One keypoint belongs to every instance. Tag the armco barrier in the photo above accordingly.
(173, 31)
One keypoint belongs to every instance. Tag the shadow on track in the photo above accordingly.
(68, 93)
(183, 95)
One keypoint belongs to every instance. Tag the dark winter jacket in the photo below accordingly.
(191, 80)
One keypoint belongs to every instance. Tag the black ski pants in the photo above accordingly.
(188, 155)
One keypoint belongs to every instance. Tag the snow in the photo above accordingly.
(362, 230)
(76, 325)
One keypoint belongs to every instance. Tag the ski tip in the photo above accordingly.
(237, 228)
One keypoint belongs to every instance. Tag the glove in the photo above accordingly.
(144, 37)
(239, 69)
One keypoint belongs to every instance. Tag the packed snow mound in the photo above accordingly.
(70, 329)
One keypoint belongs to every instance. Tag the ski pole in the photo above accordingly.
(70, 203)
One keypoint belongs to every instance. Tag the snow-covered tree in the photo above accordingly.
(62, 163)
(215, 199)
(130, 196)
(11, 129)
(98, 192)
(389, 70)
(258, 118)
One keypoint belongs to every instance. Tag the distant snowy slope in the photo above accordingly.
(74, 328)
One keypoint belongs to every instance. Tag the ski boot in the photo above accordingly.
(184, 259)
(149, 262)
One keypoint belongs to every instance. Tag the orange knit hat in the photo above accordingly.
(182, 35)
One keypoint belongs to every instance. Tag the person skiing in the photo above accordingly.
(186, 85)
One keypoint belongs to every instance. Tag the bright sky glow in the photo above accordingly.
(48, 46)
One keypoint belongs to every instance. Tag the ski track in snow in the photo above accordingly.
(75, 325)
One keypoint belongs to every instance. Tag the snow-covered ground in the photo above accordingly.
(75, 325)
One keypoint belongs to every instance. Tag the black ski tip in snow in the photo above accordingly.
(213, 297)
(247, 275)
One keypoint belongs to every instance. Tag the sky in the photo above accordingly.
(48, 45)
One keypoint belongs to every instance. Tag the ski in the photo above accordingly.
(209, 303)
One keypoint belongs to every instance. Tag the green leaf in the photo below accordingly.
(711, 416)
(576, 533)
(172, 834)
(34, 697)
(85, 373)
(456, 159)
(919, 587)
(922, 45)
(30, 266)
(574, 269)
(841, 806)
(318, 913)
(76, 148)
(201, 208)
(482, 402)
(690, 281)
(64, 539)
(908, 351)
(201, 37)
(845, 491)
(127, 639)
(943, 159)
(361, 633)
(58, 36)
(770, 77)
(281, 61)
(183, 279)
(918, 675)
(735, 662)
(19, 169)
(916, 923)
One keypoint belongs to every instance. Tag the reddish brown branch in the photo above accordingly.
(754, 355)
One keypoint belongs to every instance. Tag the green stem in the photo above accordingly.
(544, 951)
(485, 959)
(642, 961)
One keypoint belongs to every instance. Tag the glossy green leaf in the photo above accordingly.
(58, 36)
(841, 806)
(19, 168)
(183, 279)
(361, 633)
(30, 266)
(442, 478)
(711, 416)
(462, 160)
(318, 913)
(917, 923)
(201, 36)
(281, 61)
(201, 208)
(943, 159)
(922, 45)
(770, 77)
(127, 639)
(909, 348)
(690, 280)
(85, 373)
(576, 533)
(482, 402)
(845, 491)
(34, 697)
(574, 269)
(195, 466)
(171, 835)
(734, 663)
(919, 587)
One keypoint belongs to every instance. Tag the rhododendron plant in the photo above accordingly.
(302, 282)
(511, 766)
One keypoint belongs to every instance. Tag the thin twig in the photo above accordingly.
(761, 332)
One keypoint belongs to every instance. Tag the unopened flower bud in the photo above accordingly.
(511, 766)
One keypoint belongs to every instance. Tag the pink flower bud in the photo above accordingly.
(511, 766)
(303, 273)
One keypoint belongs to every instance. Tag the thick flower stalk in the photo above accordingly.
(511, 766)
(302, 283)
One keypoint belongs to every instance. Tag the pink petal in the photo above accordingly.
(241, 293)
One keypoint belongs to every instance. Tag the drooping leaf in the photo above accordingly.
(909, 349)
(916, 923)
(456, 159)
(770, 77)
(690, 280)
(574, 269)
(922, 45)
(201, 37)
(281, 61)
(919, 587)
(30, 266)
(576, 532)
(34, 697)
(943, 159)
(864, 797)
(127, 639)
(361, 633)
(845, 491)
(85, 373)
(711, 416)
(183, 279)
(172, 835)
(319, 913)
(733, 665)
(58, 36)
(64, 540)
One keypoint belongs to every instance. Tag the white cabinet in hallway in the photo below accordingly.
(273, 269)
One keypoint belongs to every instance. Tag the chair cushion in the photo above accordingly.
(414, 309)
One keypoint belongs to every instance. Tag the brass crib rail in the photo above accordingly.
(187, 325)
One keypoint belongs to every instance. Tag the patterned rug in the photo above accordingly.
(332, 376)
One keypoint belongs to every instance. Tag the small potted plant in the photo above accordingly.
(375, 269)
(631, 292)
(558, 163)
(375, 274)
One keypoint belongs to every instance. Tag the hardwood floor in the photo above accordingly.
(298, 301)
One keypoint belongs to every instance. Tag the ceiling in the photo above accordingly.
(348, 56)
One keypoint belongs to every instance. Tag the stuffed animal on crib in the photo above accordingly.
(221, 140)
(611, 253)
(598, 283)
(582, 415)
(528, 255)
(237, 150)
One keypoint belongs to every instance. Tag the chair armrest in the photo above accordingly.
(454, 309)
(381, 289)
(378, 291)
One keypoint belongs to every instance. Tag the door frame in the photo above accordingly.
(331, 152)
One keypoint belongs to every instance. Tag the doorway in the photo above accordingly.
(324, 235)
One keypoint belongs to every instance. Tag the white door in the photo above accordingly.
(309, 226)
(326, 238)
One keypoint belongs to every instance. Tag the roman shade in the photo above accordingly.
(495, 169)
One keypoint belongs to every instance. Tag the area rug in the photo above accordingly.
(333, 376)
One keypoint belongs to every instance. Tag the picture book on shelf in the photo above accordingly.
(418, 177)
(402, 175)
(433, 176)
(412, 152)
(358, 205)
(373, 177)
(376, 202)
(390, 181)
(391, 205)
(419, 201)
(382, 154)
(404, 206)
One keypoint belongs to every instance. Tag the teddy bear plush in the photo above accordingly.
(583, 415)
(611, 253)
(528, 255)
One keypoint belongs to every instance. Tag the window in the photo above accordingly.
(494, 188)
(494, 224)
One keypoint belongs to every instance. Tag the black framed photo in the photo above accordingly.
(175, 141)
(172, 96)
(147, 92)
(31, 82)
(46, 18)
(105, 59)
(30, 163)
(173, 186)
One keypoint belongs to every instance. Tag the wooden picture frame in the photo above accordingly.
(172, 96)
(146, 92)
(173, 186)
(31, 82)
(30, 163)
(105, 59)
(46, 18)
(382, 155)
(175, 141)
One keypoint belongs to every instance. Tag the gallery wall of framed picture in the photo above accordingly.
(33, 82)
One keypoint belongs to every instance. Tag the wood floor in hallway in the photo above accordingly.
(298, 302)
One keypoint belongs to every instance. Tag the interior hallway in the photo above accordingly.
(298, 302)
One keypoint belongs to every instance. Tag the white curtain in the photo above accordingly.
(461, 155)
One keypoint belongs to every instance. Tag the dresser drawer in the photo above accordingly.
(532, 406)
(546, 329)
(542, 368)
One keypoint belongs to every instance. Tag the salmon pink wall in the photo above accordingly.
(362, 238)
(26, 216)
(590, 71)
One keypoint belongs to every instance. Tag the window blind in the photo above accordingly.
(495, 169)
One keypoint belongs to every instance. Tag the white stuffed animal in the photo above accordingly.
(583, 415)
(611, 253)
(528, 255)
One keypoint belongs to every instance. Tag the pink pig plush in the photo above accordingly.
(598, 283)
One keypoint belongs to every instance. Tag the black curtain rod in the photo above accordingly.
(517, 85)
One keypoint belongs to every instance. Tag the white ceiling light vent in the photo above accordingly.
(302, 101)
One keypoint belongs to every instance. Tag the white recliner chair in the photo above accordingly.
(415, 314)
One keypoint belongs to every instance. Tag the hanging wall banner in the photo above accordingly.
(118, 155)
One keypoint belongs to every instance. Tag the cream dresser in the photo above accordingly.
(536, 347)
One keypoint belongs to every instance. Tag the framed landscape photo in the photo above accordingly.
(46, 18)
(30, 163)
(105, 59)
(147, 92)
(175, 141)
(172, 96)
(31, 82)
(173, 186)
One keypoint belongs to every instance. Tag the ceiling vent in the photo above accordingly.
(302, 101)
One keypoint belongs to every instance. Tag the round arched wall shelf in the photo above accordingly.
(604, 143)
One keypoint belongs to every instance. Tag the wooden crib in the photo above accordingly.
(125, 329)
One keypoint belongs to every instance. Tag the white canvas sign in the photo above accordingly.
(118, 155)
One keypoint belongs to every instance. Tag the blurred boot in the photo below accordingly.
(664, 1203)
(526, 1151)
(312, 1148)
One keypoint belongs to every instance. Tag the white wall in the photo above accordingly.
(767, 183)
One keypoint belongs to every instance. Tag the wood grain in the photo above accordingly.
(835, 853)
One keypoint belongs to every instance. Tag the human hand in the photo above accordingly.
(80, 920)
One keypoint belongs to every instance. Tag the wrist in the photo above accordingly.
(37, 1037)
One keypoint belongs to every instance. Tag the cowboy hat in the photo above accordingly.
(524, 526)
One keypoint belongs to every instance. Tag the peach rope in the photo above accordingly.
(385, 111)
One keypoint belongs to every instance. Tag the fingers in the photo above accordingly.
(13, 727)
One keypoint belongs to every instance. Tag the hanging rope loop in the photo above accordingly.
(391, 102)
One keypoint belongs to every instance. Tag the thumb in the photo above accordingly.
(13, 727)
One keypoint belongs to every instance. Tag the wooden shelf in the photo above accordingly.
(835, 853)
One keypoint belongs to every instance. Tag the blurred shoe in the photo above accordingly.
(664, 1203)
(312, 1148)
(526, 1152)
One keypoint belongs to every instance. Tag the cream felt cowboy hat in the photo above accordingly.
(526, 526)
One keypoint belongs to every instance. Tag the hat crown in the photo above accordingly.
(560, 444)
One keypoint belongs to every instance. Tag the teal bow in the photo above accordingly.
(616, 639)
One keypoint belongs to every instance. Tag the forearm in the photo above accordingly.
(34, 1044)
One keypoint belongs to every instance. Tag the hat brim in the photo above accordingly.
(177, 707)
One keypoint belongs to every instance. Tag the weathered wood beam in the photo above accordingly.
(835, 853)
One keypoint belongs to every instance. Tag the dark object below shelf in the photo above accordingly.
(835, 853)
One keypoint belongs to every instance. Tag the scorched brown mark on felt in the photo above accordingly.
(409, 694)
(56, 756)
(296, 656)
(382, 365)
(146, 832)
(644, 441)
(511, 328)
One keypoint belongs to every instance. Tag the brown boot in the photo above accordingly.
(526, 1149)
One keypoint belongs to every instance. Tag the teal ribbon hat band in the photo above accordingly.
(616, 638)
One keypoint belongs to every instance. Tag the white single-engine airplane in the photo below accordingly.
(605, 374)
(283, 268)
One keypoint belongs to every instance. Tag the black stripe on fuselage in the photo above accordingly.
---*---
## [PROBLEM TO SOLVE]
Only a word-for-word repetition of the lines from the one containing "airplane in the photo below accordingly." to the final line of the data above counts as the answer.

## [PROBLEM SOLUTION]
One keypoint belongs to every instance. Tag the white single-engine airplane in the photo below accordingly.
(605, 374)
(283, 268)
One keypoint belongs to every instance. Tag the black stripe on fuselage in the photo above accordingly.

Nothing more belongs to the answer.